▶ **Texte fourni**:
━━━━

Cousu de clown blanc

Article Article

Critique de Sur un fil, de Reda Kateb (sortie le 30 octobre 2024).

 Jo, jeune acrobate circassienne, se retrouve clouée sur la terre ferme suite à une mauvaise chute pendant un numéro. Aux abois, elle accepte de tenter sa chance comme clown hospitalier. Elle va se rendre compte que cet art repose lui aussi sur un sacré talent d’équilibriste…

Cousu de clown blanc

Aloïse Sauvage dans Sur un fil de Reda Kateb.

© DR.

Malgré l'évidente tendresse de Reda Kateb pour le monde hospitalier et les arts du cirque, que l'on ressent constamment, son premier film reste coincé dans ses bonnes intentions.

━━━━

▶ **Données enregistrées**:
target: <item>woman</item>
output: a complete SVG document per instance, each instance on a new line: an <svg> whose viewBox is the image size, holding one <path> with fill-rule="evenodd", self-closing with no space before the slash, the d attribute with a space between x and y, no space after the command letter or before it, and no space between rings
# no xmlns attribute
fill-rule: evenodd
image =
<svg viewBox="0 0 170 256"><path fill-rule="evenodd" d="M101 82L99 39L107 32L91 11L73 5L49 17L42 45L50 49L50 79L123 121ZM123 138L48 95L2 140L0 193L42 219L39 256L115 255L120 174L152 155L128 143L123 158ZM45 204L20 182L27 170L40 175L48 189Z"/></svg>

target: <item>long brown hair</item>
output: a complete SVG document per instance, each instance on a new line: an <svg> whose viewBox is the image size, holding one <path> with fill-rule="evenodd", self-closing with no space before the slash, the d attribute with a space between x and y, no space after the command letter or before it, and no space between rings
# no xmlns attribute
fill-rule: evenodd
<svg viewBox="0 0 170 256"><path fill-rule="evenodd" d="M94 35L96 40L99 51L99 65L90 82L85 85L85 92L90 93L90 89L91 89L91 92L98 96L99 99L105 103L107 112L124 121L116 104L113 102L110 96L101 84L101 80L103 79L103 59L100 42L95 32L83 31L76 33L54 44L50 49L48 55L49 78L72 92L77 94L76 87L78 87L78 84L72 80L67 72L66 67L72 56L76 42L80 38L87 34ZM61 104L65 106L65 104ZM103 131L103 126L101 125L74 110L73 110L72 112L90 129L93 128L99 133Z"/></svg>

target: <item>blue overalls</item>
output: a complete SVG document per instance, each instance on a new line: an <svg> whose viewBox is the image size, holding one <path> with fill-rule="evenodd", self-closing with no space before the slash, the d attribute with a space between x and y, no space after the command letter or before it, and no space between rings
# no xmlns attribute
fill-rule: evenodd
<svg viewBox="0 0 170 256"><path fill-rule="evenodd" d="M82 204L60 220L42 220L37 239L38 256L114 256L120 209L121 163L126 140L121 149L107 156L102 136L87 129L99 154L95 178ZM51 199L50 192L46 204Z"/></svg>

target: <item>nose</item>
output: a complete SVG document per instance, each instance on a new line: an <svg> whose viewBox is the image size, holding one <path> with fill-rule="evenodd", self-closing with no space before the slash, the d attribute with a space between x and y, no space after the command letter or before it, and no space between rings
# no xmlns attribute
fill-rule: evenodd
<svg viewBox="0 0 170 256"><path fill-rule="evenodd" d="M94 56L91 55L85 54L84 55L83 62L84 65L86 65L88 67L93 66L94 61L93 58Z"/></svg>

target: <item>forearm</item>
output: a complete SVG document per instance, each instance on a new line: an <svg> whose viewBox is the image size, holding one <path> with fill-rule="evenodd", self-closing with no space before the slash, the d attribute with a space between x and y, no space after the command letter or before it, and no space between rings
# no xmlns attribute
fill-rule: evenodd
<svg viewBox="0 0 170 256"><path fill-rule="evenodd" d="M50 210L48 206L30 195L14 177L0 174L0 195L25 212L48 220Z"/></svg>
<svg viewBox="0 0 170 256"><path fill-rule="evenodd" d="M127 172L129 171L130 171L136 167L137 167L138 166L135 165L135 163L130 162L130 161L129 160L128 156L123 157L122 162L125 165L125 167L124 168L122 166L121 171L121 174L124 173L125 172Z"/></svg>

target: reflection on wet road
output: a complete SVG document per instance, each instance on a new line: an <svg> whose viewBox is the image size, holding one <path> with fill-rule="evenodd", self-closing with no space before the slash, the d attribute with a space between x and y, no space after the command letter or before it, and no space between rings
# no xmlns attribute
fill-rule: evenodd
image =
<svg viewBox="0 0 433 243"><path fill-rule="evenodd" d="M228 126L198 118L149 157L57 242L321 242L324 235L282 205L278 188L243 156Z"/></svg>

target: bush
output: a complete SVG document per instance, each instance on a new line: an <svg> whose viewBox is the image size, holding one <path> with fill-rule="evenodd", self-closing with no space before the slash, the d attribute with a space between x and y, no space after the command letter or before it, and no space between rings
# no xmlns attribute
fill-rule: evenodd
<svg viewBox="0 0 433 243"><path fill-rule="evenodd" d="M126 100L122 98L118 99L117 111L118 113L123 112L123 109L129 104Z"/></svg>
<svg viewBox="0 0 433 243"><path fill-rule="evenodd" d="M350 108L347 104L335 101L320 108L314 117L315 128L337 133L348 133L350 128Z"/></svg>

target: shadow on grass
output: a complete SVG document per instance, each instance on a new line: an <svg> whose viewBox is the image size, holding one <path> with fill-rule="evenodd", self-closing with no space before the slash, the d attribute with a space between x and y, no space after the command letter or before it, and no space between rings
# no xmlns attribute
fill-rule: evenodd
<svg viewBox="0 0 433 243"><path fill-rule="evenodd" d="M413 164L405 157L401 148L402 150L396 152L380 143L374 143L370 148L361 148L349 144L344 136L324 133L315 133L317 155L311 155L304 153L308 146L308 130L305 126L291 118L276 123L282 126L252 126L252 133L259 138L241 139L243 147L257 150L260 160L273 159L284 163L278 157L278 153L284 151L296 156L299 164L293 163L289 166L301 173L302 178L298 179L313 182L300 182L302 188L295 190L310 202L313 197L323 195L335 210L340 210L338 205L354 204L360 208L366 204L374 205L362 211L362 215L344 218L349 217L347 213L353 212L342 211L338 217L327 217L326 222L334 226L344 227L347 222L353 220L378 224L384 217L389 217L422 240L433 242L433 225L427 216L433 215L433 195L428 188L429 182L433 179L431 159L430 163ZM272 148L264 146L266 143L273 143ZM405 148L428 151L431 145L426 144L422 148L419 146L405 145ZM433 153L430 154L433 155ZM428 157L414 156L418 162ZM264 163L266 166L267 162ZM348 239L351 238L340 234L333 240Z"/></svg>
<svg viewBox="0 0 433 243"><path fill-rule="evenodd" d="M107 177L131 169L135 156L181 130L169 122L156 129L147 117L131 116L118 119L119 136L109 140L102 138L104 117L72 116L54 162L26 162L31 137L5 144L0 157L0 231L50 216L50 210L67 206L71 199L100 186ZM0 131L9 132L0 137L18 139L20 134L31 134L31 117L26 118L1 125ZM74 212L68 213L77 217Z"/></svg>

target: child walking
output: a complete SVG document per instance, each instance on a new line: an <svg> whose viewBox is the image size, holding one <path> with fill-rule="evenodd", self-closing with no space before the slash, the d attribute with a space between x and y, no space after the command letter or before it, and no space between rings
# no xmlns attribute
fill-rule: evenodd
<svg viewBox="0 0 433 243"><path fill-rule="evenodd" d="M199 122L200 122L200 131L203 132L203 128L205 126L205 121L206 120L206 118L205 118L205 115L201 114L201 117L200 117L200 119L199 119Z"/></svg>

━━━━

Traduisez en anglais cette phrase tirée de la critique de film : « Aux abois, elle accepte de tenter sa chance comme clown hospitalier. »

▶ **Votre réponse**: Desperate, she agrees to try her luck as a hospital clown.